PROBLEM DESCRIPTION – Extract every line from the data below that contains the word "sponsor", and copy each one in full.

TASK INPUT –
┄┄┄┄┄┄┄┄┄┄

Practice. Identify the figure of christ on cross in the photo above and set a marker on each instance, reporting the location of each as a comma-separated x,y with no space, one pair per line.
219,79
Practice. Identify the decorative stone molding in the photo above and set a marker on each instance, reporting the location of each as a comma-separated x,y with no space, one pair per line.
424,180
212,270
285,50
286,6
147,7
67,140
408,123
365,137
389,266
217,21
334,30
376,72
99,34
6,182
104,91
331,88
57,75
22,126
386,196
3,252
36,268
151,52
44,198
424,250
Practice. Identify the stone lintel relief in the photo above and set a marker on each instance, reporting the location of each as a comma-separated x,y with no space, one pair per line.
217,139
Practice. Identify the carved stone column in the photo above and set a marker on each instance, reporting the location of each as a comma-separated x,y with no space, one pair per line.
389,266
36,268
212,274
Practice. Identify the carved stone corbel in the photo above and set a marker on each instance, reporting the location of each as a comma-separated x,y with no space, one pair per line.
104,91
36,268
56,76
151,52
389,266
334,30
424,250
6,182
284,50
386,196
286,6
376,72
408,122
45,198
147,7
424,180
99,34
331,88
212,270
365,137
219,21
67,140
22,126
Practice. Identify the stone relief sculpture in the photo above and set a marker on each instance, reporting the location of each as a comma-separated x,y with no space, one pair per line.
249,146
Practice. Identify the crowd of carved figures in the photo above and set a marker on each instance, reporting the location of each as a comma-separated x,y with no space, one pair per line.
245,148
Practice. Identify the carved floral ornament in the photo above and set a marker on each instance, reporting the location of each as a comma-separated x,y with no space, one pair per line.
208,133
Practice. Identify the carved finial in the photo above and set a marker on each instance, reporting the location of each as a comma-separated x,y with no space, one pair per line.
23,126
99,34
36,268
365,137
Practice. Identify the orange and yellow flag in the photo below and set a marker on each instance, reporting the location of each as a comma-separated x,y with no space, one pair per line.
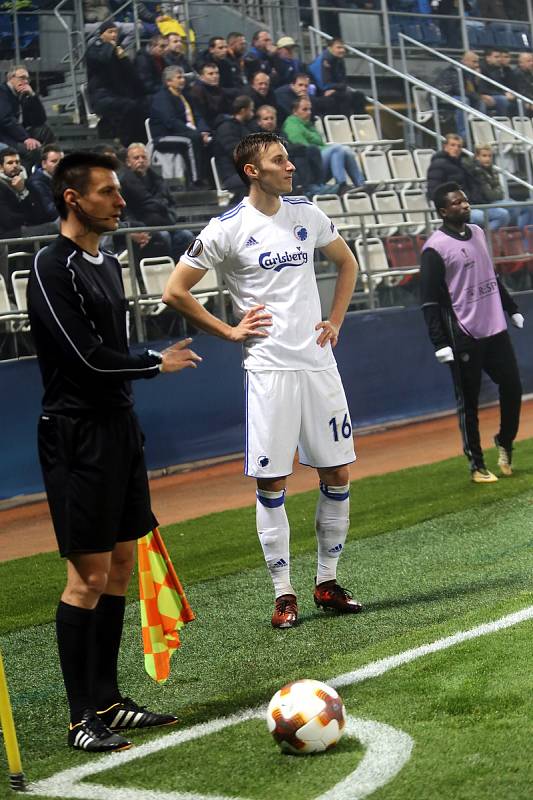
164,607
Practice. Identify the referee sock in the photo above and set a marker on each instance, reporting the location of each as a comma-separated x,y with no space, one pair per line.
106,633
274,534
332,521
73,628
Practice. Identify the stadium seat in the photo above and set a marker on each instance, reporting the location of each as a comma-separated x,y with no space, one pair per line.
388,211
338,130
416,207
422,157
359,203
19,282
155,273
402,166
423,108
402,254
365,132
482,132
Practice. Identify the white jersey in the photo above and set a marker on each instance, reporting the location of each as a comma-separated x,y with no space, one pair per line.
269,260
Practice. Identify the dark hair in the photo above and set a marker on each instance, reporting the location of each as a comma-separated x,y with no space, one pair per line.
248,149
240,103
441,192
7,151
74,172
50,148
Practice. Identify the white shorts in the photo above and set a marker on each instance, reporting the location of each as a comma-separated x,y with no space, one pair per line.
289,409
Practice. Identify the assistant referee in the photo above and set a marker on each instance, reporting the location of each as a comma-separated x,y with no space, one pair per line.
91,445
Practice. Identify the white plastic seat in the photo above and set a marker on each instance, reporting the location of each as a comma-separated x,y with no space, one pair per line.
376,167
365,132
423,109
402,166
422,157
482,132
338,129
388,201
414,203
359,203
19,282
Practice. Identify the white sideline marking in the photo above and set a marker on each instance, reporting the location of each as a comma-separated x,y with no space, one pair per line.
377,763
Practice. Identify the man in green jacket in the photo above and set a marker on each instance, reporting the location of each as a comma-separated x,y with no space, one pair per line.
338,160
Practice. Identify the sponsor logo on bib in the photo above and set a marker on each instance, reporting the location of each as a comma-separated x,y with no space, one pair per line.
277,261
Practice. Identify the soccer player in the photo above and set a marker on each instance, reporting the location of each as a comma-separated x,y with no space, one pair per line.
91,445
294,396
463,304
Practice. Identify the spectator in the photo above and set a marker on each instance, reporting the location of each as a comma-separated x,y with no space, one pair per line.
260,56
523,78
286,62
172,115
148,199
228,134
260,90
22,116
451,165
503,103
337,160
306,158
486,187
115,91
209,99
448,82
329,74
40,183
237,47
217,53
150,63
174,54
18,206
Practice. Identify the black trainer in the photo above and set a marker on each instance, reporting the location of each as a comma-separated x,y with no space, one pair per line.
128,714
93,735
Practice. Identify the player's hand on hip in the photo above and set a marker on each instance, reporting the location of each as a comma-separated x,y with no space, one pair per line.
254,319
179,356
329,333
444,355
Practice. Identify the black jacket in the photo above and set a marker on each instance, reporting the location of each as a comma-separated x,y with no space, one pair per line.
228,133
168,118
33,114
15,211
148,198
444,168
149,70
40,185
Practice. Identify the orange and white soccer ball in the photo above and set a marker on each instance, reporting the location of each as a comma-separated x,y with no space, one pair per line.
306,716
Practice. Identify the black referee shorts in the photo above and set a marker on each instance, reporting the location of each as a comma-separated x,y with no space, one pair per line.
95,479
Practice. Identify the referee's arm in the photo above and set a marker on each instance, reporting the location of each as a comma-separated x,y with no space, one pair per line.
432,292
54,304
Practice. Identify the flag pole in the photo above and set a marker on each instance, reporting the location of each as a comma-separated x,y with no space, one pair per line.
16,775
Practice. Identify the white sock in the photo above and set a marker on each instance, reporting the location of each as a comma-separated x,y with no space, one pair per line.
332,521
274,534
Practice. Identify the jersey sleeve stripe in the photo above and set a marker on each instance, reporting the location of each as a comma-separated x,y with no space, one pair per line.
64,332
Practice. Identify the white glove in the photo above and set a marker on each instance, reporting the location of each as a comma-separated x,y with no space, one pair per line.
444,354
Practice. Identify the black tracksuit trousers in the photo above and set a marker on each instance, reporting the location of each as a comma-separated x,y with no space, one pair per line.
495,356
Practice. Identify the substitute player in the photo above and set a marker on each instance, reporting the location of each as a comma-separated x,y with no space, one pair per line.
463,304
294,396
90,444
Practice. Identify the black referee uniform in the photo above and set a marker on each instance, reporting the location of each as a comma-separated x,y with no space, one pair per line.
90,442
492,354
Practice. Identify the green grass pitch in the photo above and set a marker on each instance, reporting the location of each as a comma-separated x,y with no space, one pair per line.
429,554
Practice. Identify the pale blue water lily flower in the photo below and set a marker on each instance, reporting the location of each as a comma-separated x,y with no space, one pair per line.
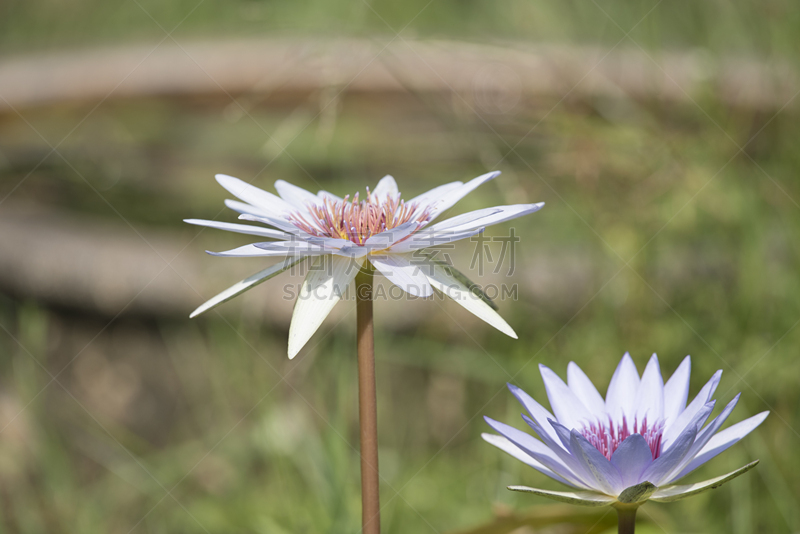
629,447
343,235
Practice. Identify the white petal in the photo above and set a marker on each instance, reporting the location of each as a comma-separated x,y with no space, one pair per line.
722,441
676,391
568,409
674,493
425,199
622,391
464,218
538,451
259,198
387,238
239,228
585,391
296,196
406,274
678,426
448,200
279,223
649,401
424,239
326,282
581,498
252,250
303,248
505,445
482,220
330,196
247,283
456,290
386,188
536,410
562,448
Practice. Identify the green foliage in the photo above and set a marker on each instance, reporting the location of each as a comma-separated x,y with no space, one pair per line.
659,234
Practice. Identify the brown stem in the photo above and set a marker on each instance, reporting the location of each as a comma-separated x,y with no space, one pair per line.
367,405
626,519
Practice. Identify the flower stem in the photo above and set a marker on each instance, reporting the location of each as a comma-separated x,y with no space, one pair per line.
367,405
626,519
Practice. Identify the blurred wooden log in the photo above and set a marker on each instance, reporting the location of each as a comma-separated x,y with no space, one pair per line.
295,67
109,267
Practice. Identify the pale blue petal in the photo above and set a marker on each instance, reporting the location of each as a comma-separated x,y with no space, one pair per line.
605,474
537,450
567,455
622,391
583,388
536,410
679,425
631,458
722,441
650,394
703,437
568,409
562,450
676,392
661,467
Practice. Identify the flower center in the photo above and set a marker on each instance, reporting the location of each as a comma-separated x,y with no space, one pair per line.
606,436
357,221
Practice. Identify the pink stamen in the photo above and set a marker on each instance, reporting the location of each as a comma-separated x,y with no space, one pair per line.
357,221
607,436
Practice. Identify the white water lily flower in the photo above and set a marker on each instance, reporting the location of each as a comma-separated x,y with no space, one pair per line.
341,234
625,449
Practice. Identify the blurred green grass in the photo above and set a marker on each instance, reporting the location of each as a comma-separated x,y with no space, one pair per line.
244,440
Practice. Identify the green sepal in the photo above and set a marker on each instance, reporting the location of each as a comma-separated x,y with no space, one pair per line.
581,498
674,493
637,494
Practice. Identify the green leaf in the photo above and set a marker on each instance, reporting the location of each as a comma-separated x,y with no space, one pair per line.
674,493
636,494
581,498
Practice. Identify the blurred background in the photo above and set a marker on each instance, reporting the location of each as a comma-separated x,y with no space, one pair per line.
661,135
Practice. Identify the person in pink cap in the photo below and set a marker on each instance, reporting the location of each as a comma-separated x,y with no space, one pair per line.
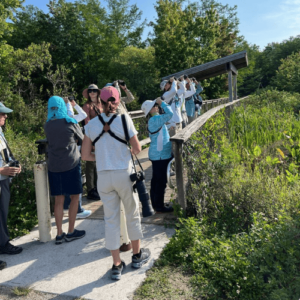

┄┄┄┄┄┄┄┄┄┄

THE ANSWER –
Practice. Identify the sponsor logo on bib in the photo above and set a marker on each instance, reporting the location of each as a comma-separated x,y with no space, one pair per line.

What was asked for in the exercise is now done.